# Ejercicio breve
Filtra el material que sigue y copia todas las líneas en las que aparezca la cadena "carousel".

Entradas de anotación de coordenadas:
|---|
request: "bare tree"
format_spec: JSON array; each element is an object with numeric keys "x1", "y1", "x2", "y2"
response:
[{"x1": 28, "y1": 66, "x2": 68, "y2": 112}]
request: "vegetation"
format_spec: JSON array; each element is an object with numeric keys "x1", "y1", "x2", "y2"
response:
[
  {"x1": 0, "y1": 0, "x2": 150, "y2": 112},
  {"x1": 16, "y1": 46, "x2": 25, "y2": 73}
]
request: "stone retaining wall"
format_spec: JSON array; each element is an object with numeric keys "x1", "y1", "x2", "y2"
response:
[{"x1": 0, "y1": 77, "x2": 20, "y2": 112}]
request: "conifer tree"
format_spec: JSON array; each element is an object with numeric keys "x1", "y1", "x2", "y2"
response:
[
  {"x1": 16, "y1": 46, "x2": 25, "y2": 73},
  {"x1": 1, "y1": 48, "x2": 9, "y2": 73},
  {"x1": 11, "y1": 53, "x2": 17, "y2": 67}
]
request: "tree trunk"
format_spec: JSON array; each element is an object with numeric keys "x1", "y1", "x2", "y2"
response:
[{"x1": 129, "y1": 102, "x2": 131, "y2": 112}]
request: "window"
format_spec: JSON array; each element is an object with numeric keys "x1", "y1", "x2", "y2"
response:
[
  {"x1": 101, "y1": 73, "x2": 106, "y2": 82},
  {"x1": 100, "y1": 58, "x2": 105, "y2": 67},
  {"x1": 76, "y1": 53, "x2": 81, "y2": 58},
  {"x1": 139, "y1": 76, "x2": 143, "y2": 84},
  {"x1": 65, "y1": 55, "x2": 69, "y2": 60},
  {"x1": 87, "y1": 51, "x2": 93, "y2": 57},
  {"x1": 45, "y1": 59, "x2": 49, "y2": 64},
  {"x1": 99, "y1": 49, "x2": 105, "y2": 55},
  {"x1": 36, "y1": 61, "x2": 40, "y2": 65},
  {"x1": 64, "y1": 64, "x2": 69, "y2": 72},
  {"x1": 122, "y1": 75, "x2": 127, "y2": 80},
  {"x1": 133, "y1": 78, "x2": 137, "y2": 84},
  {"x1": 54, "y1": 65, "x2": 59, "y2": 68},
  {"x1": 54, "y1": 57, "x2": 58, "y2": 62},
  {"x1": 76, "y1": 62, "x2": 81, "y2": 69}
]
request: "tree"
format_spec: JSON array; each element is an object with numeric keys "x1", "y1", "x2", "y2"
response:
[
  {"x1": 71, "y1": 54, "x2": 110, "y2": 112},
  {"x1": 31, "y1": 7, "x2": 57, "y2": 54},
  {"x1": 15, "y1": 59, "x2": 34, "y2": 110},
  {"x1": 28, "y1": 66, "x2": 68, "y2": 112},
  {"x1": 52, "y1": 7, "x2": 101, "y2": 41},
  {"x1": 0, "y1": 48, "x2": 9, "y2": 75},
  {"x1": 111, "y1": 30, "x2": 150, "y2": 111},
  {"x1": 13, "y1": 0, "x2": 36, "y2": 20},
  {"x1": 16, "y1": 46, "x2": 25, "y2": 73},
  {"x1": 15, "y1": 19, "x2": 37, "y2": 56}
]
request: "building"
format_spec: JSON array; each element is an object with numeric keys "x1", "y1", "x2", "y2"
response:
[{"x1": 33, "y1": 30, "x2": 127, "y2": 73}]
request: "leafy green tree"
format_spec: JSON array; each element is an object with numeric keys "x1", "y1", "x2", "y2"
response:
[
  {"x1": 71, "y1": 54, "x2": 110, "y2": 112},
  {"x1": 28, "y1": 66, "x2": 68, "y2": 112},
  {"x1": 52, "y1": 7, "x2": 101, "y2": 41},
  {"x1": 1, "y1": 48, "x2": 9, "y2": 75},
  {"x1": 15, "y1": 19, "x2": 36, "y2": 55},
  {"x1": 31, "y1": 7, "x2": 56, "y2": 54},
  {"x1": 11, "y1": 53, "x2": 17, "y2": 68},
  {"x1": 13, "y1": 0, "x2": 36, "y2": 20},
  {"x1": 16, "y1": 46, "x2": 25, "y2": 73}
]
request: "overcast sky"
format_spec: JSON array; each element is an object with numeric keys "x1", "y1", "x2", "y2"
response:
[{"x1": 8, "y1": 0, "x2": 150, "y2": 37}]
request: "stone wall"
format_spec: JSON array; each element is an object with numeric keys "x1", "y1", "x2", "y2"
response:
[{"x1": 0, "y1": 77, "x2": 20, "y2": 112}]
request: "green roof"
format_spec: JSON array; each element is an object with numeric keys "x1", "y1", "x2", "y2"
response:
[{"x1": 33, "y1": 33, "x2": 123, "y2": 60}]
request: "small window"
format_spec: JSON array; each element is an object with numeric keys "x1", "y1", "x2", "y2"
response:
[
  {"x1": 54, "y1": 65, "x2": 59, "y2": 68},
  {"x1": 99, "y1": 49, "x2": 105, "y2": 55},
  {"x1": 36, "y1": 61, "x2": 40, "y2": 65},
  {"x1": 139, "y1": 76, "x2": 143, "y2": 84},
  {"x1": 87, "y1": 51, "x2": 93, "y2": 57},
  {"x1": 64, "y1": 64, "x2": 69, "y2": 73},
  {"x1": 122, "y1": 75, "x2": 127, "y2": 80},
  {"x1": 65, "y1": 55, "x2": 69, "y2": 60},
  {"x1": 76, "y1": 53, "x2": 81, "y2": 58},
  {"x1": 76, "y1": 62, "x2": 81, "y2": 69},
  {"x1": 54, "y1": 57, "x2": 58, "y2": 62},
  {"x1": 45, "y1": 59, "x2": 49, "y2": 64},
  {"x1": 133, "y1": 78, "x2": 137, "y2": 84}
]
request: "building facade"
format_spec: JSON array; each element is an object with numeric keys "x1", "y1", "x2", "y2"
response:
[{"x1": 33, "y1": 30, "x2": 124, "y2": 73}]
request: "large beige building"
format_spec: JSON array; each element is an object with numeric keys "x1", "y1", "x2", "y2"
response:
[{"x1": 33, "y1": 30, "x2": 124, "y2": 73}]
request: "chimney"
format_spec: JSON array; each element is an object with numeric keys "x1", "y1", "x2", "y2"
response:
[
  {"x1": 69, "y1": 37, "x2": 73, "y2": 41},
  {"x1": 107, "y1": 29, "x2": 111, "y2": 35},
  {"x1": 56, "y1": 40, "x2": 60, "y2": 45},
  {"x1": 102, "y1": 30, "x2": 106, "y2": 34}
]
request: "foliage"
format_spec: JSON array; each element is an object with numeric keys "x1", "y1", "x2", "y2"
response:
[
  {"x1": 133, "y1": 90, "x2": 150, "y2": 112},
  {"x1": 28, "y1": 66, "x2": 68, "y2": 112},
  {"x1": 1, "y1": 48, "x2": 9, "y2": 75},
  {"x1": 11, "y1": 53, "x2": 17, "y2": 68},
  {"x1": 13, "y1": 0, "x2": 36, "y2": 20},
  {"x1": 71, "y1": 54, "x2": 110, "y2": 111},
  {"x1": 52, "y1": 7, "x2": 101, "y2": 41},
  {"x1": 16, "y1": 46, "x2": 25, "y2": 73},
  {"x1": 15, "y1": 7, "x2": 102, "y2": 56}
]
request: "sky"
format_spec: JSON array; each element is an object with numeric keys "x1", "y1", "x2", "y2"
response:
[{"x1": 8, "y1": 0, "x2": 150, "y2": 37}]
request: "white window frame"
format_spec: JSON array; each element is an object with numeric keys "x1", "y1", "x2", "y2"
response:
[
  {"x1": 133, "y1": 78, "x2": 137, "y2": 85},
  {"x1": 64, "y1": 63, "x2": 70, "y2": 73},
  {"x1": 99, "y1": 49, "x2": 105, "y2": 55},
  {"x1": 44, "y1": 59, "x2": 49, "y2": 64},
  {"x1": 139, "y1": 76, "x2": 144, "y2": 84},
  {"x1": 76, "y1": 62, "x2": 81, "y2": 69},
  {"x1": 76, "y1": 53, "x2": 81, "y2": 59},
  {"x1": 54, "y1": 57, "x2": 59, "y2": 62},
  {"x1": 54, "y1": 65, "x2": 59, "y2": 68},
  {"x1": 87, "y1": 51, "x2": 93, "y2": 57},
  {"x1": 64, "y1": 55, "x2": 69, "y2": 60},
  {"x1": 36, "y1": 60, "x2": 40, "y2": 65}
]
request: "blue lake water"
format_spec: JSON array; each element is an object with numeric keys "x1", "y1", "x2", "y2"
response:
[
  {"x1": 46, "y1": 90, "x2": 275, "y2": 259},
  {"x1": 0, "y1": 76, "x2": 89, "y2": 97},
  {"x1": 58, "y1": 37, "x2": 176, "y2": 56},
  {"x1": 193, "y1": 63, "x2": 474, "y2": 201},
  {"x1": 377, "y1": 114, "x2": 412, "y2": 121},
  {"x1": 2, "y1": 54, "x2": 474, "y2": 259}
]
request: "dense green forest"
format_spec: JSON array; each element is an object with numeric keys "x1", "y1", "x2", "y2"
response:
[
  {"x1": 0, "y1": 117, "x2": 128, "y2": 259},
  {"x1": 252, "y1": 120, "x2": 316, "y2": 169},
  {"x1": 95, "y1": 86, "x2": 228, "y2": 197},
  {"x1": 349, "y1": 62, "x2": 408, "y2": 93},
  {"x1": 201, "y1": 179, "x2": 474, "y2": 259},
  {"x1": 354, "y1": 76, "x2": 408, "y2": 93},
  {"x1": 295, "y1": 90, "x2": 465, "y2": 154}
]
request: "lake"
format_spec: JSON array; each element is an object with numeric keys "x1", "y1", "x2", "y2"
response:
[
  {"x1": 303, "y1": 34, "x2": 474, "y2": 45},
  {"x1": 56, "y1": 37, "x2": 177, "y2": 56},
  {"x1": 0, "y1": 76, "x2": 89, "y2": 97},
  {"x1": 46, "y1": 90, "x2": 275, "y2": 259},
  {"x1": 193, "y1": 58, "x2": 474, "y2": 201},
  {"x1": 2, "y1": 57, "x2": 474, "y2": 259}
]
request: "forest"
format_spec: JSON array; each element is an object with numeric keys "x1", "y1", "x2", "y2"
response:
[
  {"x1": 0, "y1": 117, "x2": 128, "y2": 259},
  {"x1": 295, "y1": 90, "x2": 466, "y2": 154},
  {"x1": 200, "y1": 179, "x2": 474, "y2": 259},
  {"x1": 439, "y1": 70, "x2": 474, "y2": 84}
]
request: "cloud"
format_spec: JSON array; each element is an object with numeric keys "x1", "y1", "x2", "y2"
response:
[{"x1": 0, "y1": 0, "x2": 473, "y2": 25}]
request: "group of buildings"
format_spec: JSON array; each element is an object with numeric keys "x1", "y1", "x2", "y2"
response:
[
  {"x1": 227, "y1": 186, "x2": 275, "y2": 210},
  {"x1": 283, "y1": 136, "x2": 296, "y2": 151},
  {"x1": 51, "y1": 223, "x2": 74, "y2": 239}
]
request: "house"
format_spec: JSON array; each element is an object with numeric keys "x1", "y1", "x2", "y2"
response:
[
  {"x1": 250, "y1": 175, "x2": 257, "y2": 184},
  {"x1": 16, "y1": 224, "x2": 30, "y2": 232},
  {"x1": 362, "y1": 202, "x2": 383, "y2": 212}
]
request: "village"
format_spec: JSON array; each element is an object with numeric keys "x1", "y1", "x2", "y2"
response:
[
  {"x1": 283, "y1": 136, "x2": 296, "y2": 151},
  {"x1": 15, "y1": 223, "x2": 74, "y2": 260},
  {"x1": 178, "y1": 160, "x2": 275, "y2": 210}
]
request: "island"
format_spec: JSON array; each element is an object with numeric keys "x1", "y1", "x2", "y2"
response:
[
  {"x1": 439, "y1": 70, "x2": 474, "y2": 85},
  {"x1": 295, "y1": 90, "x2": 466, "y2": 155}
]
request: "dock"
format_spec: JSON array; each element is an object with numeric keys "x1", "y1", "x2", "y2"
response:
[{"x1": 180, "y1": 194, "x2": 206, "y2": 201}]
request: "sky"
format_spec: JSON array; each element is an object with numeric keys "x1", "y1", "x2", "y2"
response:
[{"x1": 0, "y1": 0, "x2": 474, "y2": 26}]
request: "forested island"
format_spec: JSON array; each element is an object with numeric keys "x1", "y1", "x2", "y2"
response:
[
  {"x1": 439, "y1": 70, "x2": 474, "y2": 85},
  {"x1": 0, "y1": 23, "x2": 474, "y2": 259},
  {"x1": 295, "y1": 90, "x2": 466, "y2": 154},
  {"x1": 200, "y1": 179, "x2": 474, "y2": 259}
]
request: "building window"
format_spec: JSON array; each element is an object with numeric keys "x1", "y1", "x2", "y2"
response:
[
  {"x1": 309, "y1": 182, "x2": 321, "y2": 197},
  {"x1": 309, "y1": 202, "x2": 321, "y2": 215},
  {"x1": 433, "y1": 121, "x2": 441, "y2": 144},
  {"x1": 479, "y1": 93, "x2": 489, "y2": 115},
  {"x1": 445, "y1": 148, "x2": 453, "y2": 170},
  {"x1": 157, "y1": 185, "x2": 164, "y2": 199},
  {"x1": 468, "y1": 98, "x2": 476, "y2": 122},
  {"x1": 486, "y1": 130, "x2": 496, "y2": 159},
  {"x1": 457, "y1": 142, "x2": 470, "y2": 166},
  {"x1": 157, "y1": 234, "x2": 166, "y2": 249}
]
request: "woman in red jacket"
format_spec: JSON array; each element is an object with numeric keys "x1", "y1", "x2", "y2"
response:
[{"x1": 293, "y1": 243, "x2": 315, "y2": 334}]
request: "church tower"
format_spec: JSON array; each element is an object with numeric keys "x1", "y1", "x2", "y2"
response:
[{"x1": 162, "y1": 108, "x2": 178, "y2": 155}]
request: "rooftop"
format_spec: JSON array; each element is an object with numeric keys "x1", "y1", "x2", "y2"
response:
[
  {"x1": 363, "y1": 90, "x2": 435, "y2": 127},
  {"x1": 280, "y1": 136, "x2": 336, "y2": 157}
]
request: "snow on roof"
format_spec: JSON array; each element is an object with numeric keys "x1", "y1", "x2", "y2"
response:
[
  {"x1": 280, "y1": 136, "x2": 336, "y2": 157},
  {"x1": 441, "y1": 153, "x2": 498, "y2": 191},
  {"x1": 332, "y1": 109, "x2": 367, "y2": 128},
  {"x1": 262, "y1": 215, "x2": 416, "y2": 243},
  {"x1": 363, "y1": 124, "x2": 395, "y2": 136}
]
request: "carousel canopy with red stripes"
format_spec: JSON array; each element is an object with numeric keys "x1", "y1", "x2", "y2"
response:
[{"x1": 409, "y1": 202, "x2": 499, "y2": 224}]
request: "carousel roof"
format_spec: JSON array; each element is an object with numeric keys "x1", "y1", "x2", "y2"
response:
|---|
# Resultado a continuación
request: "carousel canopy with red stripes"
request: "carousel roof"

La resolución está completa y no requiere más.